Data in this exercise Start Marker

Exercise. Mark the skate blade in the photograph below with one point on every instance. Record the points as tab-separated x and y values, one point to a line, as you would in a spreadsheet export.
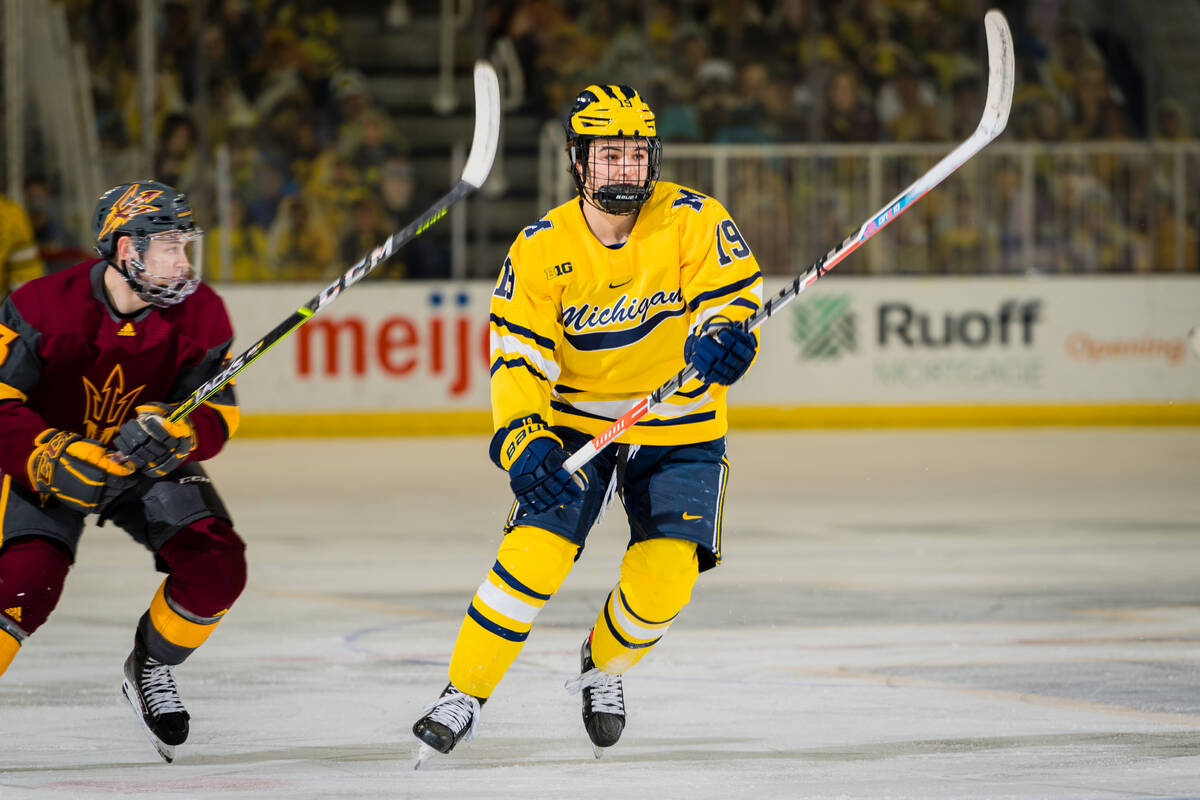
424	753
167	752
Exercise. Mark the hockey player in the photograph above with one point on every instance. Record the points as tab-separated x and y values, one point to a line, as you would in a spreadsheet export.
598	304
93	358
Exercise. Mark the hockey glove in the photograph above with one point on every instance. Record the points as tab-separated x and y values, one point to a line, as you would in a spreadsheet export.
76	471
534	458
151	443
721	352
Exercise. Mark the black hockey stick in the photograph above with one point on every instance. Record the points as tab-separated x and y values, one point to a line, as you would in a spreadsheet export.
995	118
479	164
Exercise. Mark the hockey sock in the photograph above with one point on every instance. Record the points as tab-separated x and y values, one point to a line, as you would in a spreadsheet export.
207	570
171	632
529	567
657	577
9	647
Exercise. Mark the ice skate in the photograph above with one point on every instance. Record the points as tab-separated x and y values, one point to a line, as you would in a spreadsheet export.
449	720
150	689
604	702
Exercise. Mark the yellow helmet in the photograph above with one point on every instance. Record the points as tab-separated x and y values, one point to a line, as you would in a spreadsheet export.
606	112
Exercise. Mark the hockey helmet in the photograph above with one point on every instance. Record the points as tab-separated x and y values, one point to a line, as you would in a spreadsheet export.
148	210
612	112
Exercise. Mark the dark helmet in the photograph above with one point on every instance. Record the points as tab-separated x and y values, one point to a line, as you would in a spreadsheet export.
147	210
612	110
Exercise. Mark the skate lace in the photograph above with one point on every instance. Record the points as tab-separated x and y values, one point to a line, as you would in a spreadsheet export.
456	710
159	689
606	696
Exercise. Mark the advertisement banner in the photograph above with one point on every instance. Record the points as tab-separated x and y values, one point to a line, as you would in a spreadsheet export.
847	341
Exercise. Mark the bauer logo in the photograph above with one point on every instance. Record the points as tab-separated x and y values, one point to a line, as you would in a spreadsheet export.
825	328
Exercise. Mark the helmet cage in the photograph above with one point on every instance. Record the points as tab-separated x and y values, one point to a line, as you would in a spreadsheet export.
147	210
156	289
612	112
619	199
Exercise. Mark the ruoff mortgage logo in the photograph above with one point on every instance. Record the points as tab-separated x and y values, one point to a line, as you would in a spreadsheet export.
825	328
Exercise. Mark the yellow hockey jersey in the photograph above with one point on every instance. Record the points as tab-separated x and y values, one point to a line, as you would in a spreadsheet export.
581	331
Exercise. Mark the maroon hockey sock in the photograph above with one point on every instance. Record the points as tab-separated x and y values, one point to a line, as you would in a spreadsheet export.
207	564
31	573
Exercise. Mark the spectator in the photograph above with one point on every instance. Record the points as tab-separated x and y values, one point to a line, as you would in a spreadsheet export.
1171	121
907	107
847	116
421	258
247	248
19	259
45	216
300	245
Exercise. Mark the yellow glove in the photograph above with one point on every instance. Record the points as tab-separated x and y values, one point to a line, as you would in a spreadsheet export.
76	471
153	443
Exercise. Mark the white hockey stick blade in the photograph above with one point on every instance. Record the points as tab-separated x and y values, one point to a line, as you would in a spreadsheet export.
1001	74
487	125
1001	77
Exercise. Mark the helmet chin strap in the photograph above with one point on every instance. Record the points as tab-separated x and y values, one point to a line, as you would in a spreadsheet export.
621	199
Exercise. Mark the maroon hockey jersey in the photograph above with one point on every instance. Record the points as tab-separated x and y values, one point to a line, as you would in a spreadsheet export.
69	361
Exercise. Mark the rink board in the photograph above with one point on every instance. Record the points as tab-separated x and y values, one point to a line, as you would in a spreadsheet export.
413	359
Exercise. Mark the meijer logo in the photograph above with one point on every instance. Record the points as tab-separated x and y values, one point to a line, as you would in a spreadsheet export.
444	344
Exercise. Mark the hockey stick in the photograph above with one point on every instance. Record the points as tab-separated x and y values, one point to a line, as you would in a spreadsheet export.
995	118
474	173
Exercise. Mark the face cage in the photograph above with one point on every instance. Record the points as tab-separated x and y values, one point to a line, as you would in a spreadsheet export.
619	199
159	290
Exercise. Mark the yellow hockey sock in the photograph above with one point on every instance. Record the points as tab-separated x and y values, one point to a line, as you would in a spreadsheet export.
529	567
9	647
171	632
657	577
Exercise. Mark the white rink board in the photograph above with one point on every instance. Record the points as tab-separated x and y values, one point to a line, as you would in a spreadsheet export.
846	341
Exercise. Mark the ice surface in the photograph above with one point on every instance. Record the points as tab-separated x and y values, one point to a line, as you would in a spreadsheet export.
900	614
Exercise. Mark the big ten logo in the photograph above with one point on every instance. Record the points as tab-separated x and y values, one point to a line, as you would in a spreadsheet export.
450	342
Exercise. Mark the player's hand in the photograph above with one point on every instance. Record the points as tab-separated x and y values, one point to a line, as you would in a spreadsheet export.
76	471
151	443
534	458
721	352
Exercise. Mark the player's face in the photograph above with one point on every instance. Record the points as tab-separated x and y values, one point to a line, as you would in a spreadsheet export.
169	257
618	161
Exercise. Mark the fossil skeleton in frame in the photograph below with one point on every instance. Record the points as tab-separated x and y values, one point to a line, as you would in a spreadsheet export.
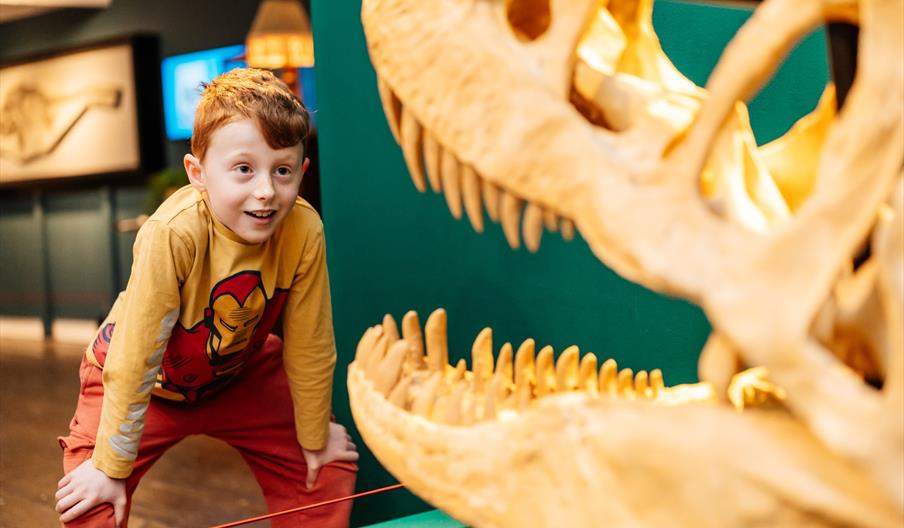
665	183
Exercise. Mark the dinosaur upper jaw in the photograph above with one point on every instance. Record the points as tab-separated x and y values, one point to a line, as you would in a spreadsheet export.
499	132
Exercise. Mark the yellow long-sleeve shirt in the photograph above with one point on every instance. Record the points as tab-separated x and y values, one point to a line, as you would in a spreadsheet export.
199	304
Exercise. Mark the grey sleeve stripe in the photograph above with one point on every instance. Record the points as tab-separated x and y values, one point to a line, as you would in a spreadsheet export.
126	444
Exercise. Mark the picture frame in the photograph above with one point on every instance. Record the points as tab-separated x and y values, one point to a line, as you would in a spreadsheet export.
88	112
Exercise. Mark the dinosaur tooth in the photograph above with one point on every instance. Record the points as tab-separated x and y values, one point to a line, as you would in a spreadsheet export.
437	346
641	384
567	227
626	382
392	107
482	358
470	191
458	373
546	374
524	373
607	377
390	368
550	220
491	198
657	384
451	178
432	155
587	378
567	370
504	362
533	227
411	134
510	210
411	332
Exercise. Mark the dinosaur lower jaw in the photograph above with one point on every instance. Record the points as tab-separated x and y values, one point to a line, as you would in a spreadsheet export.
425	384
532	442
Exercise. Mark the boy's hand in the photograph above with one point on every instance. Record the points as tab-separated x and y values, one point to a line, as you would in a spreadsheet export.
339	446
86	487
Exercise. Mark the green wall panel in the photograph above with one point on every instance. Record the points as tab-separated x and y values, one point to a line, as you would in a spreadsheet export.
21	288
391	249
78	243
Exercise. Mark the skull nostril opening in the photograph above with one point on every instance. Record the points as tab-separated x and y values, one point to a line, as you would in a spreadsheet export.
529	19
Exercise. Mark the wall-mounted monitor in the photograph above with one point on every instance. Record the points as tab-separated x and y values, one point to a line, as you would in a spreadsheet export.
182	76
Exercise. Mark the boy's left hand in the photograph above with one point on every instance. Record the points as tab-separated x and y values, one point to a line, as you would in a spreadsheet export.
339	446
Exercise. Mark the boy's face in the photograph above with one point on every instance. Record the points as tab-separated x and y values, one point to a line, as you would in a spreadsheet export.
251	186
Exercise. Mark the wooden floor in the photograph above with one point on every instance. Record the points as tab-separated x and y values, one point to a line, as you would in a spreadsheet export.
200	482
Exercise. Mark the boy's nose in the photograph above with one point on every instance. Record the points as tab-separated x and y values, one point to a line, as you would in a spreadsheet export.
264	189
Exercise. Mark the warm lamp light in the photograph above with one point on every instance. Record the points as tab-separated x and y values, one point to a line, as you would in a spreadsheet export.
280	36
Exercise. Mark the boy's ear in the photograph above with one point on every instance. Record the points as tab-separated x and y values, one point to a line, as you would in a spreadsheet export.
195	171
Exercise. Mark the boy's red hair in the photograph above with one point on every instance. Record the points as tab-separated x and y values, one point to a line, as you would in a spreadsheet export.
253	94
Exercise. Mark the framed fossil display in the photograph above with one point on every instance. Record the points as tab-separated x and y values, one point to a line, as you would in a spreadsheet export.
90	111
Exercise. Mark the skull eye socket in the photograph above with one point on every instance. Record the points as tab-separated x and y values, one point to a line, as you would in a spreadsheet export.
529	19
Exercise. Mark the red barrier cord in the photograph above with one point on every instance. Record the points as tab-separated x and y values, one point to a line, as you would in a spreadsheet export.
307	507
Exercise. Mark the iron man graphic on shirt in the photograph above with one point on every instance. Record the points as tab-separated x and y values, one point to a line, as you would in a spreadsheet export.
203	359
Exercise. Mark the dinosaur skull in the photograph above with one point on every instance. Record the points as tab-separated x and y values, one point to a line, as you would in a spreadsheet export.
570	111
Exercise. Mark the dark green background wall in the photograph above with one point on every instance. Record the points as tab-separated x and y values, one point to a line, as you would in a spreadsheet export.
392	249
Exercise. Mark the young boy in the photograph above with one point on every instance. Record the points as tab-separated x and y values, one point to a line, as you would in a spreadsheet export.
187	348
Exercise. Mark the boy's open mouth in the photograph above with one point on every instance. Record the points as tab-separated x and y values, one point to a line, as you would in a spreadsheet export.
261	214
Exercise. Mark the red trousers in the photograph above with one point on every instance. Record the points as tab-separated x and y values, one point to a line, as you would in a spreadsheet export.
253	415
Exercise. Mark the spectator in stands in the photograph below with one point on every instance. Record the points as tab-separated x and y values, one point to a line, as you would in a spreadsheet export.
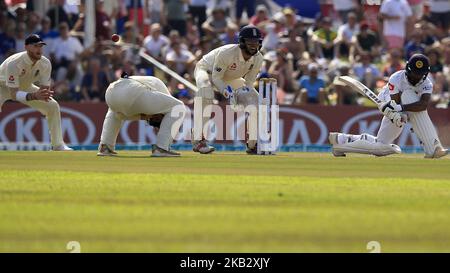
67	83
345	35
260	19
20	37
155	41
365	41
48	35
33	23
175	15
416	8
94	83
312	88
440	15
344	94
155	11
8	41
180	59
294	43
204	47
366	72
217	23
65	48
282	70
248	5
102	22
231	35
197	9
324	40
131	33
345	7
174	38
290	17
394	64
436	71
415	44
396	15
192	34
58	12
273	31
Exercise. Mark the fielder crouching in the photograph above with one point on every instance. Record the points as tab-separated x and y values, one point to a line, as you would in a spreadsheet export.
18	75
141	97
407	94
230	70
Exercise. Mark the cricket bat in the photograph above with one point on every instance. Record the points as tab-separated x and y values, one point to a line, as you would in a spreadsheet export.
361	88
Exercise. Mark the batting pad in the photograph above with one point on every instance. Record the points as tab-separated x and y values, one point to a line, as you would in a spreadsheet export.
364	144
425	131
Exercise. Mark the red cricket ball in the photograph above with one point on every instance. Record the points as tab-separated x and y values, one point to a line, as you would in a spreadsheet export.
115	38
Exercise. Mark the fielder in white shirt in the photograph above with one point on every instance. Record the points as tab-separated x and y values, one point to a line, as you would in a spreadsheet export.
18	75
407	93
230	70
146	98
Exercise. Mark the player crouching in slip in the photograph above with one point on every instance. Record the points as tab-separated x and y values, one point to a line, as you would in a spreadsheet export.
230	70
407	94
141	97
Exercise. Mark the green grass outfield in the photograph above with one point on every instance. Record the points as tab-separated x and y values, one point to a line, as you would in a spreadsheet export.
224	202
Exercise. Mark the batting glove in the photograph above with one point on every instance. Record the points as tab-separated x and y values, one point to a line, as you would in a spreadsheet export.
390	106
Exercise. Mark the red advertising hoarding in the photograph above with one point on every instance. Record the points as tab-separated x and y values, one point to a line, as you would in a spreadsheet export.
82	124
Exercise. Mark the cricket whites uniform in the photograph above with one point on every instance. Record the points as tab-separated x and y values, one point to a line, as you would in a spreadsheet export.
130	97
388	132
18	71
214	72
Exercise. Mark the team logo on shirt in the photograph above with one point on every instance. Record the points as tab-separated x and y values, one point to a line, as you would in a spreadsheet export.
391	87
419	64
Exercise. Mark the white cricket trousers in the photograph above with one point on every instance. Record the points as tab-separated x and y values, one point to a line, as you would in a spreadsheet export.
127	101
50	109
205	96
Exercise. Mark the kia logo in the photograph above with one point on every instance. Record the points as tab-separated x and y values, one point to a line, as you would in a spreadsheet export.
25	120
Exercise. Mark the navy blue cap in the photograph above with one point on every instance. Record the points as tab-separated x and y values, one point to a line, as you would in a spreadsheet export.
34	39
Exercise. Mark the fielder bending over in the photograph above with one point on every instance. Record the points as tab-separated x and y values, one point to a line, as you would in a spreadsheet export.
230	70
407	93
141	97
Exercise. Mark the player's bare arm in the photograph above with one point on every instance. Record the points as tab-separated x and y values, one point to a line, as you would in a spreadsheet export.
418	106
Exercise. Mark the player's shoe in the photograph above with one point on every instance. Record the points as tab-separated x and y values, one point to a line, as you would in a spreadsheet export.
105	150
438	152
202	147
63	147
160	152
332	138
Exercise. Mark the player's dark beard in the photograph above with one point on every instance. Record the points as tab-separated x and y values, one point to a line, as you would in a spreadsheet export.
247	50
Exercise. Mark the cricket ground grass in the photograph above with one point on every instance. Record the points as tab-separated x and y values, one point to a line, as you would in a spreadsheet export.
223	202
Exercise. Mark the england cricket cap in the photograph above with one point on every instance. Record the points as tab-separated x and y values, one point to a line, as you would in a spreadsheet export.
34	39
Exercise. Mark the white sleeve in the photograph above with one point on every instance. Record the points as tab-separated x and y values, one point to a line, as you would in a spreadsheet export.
218	71
393	84
250	77
408	11
45	79
426	86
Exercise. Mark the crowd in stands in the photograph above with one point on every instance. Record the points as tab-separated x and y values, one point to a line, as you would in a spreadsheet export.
305	55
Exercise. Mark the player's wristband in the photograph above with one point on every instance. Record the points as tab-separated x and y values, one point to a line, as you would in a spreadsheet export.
398	107
21	96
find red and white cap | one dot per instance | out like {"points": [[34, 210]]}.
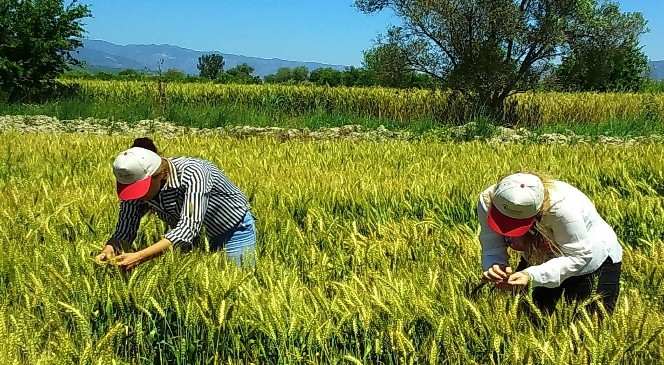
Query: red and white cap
{"points": [[516, 202], [133, 170]]}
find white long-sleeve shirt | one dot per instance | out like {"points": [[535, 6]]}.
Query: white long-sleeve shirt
{"points": [[583, 240]]}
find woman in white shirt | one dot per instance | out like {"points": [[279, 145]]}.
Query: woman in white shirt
{"points": [[565, 245]]}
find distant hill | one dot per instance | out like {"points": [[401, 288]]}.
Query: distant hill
{"points": [[106, 55], [657, 70]]}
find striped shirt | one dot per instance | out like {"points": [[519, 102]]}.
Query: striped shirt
{"points": [[195, 194]]}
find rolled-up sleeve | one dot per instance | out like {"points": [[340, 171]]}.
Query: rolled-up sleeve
{"points": [[129, 219], [494, 249], [572, 238], [197, 182]]}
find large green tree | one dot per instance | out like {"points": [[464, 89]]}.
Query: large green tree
{"points": [[606, 55], [210, 65], [485, 50], [388, 66], [37, 38]]}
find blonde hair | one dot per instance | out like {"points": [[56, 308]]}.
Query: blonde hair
{"points": [[534, 241]]}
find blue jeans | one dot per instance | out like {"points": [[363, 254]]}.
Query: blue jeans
{"points": [[239, 242]]}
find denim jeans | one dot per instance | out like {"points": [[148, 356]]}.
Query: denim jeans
{"points": [[239, 243]]}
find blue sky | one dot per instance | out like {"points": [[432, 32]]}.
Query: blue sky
{"points": [[328, 31]]}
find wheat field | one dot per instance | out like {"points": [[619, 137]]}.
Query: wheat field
{"points": [[401, 106], [367, 253]]}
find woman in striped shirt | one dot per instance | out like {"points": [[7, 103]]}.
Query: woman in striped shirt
{"points": [[186, 193]]}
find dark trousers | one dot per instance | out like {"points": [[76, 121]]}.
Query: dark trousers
{"points": [[606, 278]]}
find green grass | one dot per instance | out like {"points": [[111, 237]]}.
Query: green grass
{"points": [[202, 116], [367, 252]]}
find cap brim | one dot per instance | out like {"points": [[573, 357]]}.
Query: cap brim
{"points": [[508, 226], [134, 191]]}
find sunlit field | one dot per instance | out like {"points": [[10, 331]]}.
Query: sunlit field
{"points": [[368, 254]]}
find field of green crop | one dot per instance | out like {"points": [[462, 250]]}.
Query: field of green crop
{"points": [[367, 251]]}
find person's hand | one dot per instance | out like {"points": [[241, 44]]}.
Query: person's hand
{"points": [[128, 260], [106, 254], [519, 280], [497, 273]]}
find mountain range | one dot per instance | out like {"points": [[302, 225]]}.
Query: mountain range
{"points": [[101, 55]]}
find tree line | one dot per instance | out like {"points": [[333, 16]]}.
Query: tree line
{"points": [[482, 50]]}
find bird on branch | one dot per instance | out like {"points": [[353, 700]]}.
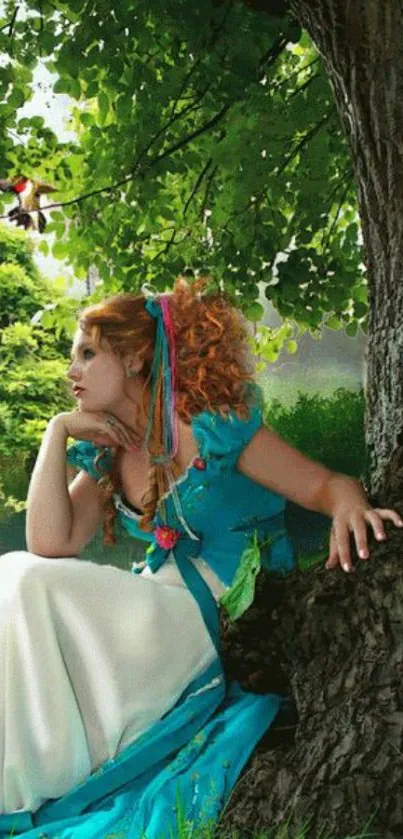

Data in this exercise End Marker

Directions: After locating the line with "Query: denim jeans" above, return that line and every later line through the one with "find woman in striped", word for word and with nothing else.

Written reply:
Query: denim jeans
{"points": [[239, 243]]}
find blue sky | one dot per instance | out like {"points": [[432, 32]]}.
Query: blue sky
{"points": [[328, 31]]}
find wheat field | one dot per instance | out like {"points": [[619, 137]]}.
Query: wheat field
{"points": [[401, 106], [367, 253]]}
find woman in striped shirt | one dot per instance | out like {"points": [[7, 103]]}.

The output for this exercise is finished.